● The task:
The entries below should be set down again exactly, with every picture left out.

● Dataset records:
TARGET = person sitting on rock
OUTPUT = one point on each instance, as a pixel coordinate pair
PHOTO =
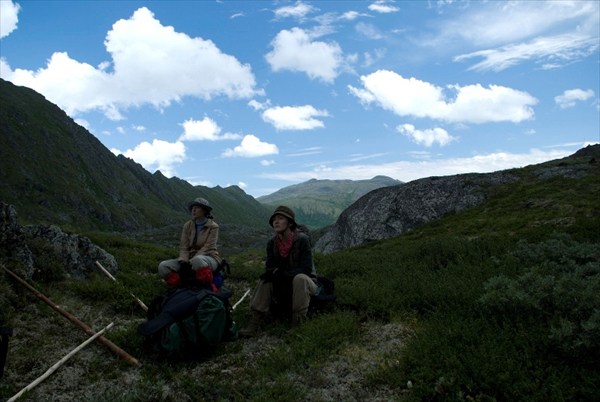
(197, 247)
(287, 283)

● Answer to the problem:
TARGET = person sitting on rock
OUTPUT = one point on each instance, as a pixel coordinate pair
PHOTO =
(197, 247)
(287, 283)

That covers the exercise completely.